**STATED GOAL**
Can you rescale the records from the start up to and including the line with "[0,93,562,373]", giving every line again with the requests included and each bounding-box coordinate in the answers multiplied by 2.45 and rounded to a whole number, halves up? Leave the pictures out of your answer.

Records of labeled boxes:
——

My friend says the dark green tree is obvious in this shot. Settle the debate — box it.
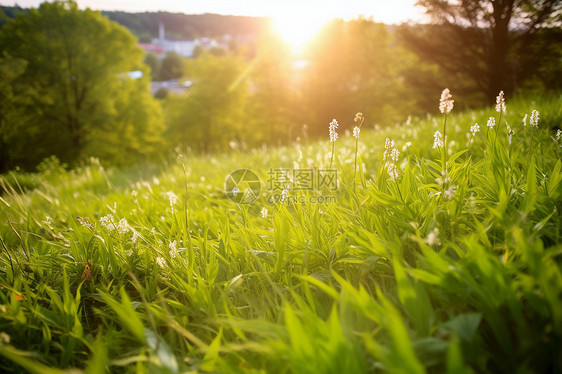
[0,1,161,168]
[400,0,562,102]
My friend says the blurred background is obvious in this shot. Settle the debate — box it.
[0,0,562,172]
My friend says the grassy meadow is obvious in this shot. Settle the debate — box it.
[0,91,562,373]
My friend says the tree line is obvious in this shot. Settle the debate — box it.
[0,0,562,171]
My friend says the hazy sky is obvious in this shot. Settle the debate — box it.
[0,0,421,23]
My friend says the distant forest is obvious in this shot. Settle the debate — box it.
[0,6,269,42]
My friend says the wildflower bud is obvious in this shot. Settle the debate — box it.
[496,91,505,112]
[439,88,455,114]
[353,126,361,139]
[328,118,338,143]
[433,130,444,149]
[529,110,539,127]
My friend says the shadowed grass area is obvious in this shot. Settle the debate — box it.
[0,92,562,373]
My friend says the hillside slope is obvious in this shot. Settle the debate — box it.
[0,93,562,373]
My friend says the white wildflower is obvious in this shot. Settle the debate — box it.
[168,240,178,258]
[443,185,457,200]
[281,184,289,202]
[353,126,361,139]
[496,91,505,112]
[100,214,117,231]
[387,164,400,181]
[425,227,441,246]
[166,191,178,212]
[390,148,400,162]
[439,88,455,114]
[156,257,166,268]
[329,118,338,143]
[529,110,539,127]
[76,216,94,230]
[117,218,129,234]
[382,138,400,162]
[435,177,451,186]
[433,130,444,149]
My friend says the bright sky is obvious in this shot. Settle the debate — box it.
[1,0,422,23]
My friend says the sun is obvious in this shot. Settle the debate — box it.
[271,11,333,53]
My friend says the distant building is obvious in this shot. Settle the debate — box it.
[150,80,193,95]
[139,43,166,58]
[139,22,226,58]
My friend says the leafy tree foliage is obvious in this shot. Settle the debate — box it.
[0,1,160,168]
[401,0,562,102]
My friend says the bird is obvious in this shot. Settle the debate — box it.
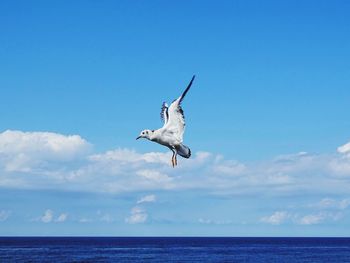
[136,75,196,167]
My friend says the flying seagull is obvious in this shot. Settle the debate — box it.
[136,76,195,167]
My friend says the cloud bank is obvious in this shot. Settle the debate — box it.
[0,130,350,198]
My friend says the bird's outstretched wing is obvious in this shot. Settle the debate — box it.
[164,76,195,143]
[160,102,169,125]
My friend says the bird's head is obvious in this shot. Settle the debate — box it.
[136,130,153,140]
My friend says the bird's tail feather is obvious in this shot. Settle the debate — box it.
[176,144,191,158]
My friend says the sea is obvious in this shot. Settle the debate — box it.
[0,237,350,263]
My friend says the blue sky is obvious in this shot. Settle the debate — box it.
[0,1,350,236]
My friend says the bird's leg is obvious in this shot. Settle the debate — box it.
[174,152,177,166]
[171,150,175,167]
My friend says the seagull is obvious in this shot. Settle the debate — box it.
[136,75,195,167]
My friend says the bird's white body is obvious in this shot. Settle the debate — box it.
[137,76,195,166]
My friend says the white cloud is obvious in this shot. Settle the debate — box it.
[299,213,325,225]
[0,210,11,222]
[337,142,350,154]
[297,211,343,225]
[310,198,350,210]
[125,206,148,224]
[56,213,68,223]
[198,218,232,225]
[79,217,93,223]
[0,131,350,199]
[40,209,53,223]
[137,195,156,204]
[0,130,90,175]
[260,211,290,225]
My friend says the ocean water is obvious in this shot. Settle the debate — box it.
[0,237,350,263]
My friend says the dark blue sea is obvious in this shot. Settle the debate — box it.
[0,237,350,263]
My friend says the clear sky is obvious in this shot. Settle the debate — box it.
[0,0,350,236]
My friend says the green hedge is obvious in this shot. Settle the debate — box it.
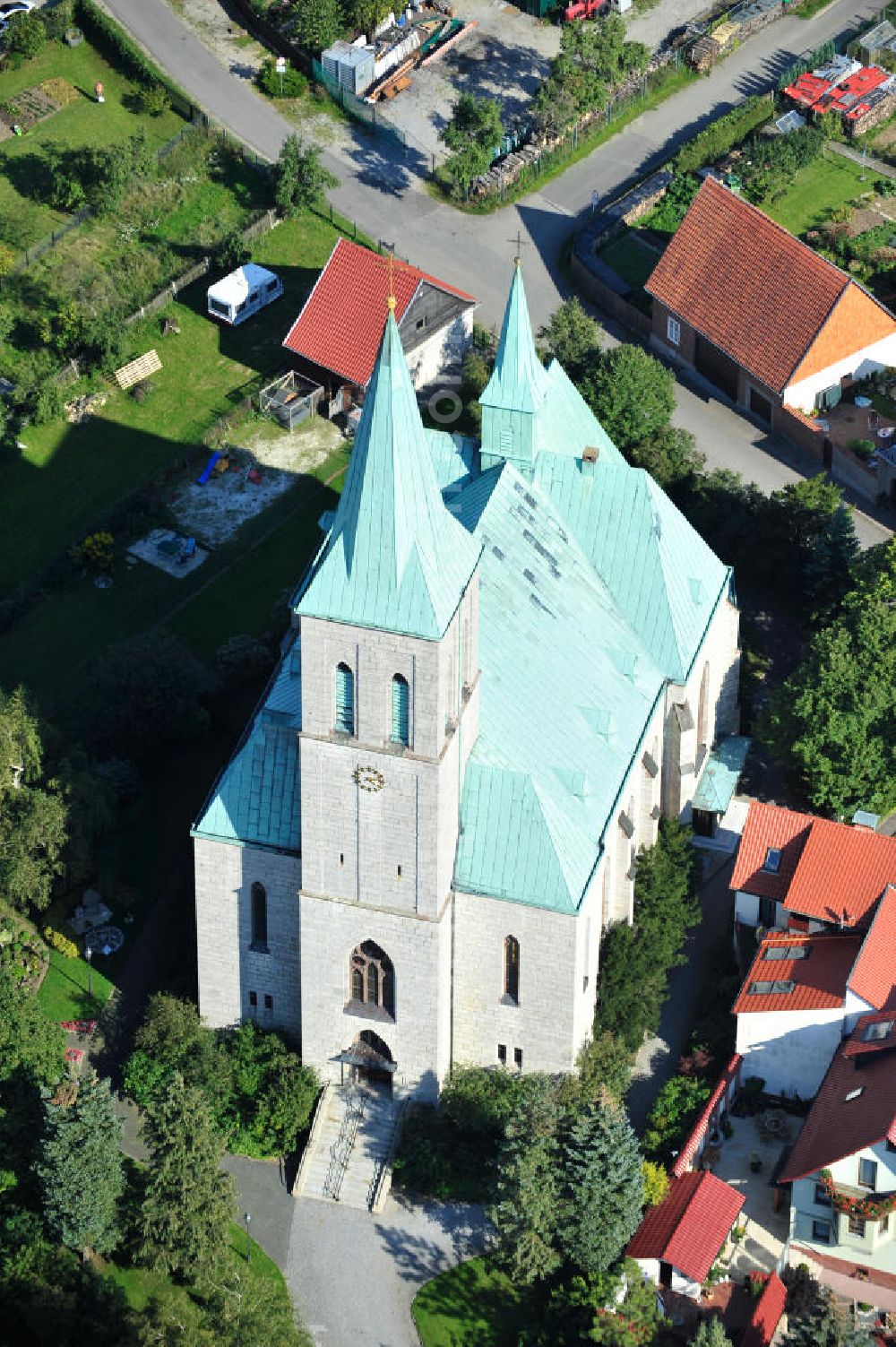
[74,0,195,118]
[672,94,773,172]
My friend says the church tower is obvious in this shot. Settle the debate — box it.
[297,302,481,1096]
[479,257,550,477]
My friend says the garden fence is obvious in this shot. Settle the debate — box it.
[8,121,205,276]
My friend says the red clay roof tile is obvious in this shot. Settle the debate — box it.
[644,177,896,393]
[849,884,896,1010]
[784,819,896,926]
[626,1170,745,1282]
[732,800,815,902]
[780,1015,896,1183]
[283,238,476,388]
[738,1272,787,1347]
[732,931,862,1015]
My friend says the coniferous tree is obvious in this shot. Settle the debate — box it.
[558,1093,644,1277]
[37,1072,124,1254]
[489,1077,561,1285]
[139,1072,236,1282]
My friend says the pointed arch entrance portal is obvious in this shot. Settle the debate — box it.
[340,1029,396,1092]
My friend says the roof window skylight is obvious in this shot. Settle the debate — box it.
[762,846,781,874]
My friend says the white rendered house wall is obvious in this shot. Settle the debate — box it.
[784,332,896,412]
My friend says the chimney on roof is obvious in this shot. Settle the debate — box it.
[582,445,599,477]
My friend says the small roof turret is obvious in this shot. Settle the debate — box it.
[297,308,481,640]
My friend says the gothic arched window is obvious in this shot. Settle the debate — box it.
[504,935,520,1005]
[696,662,709,771]
[334,664,354,734]
[349,940,395,1018]
[390,674,411,747]
[252,882,268,954]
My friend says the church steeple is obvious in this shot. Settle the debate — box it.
[297,308,481,640]
[479,257,548,471]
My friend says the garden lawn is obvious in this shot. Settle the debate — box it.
[762,151,874,235]
[105,1224,311,1347]
[0,215,352,590]
[599,229,661,303]
[38,950,112,1021]
[411,1258,538,1347]
[0,42,184,249]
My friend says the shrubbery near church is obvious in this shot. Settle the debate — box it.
[124,994,319,1159]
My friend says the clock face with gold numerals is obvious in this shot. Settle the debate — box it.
[351,766,385,790]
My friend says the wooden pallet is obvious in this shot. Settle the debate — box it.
[115,350,161,391]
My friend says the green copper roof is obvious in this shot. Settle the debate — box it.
[297,314,479,640]
[193,640,302,852]
[535,454,730,683]
[455,463,664,912]
[693,734,752,814]
[479,263,547,412]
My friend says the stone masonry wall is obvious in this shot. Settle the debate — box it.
[194,838,302,1037]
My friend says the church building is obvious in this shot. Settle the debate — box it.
[193,264,738,1099]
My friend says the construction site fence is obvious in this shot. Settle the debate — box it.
[311,61,412,150]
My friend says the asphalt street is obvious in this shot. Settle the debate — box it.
[98,0,889,547]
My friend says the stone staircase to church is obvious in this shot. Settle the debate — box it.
[292,1084,403,1211]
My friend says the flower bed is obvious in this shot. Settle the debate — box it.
[821,1170,896,1221]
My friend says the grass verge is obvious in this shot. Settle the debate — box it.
[38,950,112,1023]
[411,1258,538,1347]
[430,66,699,215]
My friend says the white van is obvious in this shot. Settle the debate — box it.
[206,262,283,327]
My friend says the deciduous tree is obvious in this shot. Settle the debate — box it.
[539,295,601,383]
[581,343,675,453]
[37,1072,124,1254]
[0,688,67,911]
[273,136,338,215]
[772,541,896,817]
[441,93,504,196]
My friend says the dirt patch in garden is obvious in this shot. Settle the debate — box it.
[171,416,340,547]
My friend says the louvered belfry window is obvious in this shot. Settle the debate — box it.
[335,664,354,734]
[390,674,411,745]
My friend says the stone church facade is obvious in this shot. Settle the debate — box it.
[193,260,738,1099]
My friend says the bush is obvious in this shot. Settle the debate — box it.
[644,1076,711,1164]
[3,13,47,59]
[43,927,78,959]
[256,56,308,99]
[672,94,772,174]
[140,85,171,117]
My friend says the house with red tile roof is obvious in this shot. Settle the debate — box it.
[730,800,896,932]
[737,1272,787,1347]
[283,238,476,402]
[626,1170,745,1297]
[779,1010,896,1309]
[733,911,896,1099]
[644,177,896,434]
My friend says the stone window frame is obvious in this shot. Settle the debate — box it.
[345,940,395,1023]
[249,879,271,954]
[501,935,520,1006]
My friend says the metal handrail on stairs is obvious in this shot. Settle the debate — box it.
[323,1095,364,1202]
[292,1080,332,1197]
[366,1099,411,1213]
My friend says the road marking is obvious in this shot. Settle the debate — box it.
[542,194,574,215]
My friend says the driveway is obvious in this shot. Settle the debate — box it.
[224,1156,487,1347]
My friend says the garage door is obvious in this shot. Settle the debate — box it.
[694,335,738,402]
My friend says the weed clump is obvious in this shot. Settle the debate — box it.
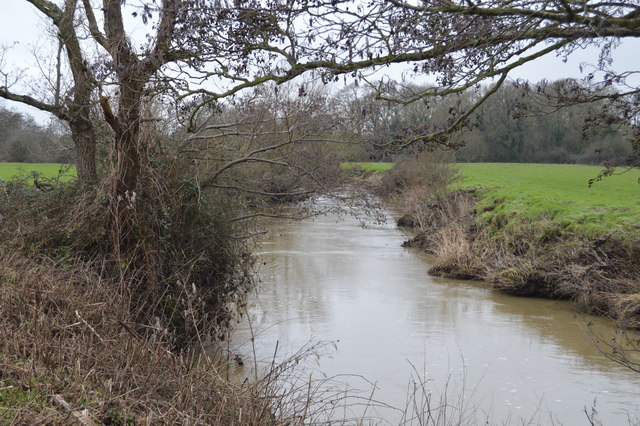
[382,157,640,328]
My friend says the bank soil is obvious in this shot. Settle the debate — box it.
[398,190,640,329]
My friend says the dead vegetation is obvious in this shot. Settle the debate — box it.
[382,155,640,328]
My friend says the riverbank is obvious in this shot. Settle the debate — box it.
[360,160,640,328]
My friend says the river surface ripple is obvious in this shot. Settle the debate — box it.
[230,201,640,425]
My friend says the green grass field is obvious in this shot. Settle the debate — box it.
[458,163,640,236]
[340,162,393,172]
[0,163,76,181]
[351,163,640,236]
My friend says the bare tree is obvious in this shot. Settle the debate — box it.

——

**ANSWER TO THIS TASK**
My friend says the dark green tree is obvious in this shot. Settle the debate — box it.
[0,2,394,412]
[980,0,1377,250]
My friend says the blurred background is obvious in this shot. Settle the debate — box it.
[0,0,1377,421]
My friend says the grassy meadow is obvious in this shot. Settle the debate — box it.
[0,223,1377,914]
My friend says the tree line is obvious in this shot. Settle the debate — box it.
[0,0,1377,419]
My friend says the hazy sky is obvious in this shot. Settle the debate — box it.
[0,0,1031,56]
My friend says the distant forest is obvious in this shot. Settle the debate — box it.
[0,15,659,103]
My friend says the wildflower bud is obvious in this shot. Settle the debate — box it.
[1215,223,1237,274]
[1076,216,1115,279]
[865,309,884,341]
[804,289,828,350]
[1061,319,1088,365]
[1296,270,1321,311]
My friend says the shadowed grass area is obvious in this shot. Settle the debate — box it.
[0,225,1377,914]
My friend says the hillside slope is obvious in this shot. Settle the debate — box it.
[0,228,1377,914]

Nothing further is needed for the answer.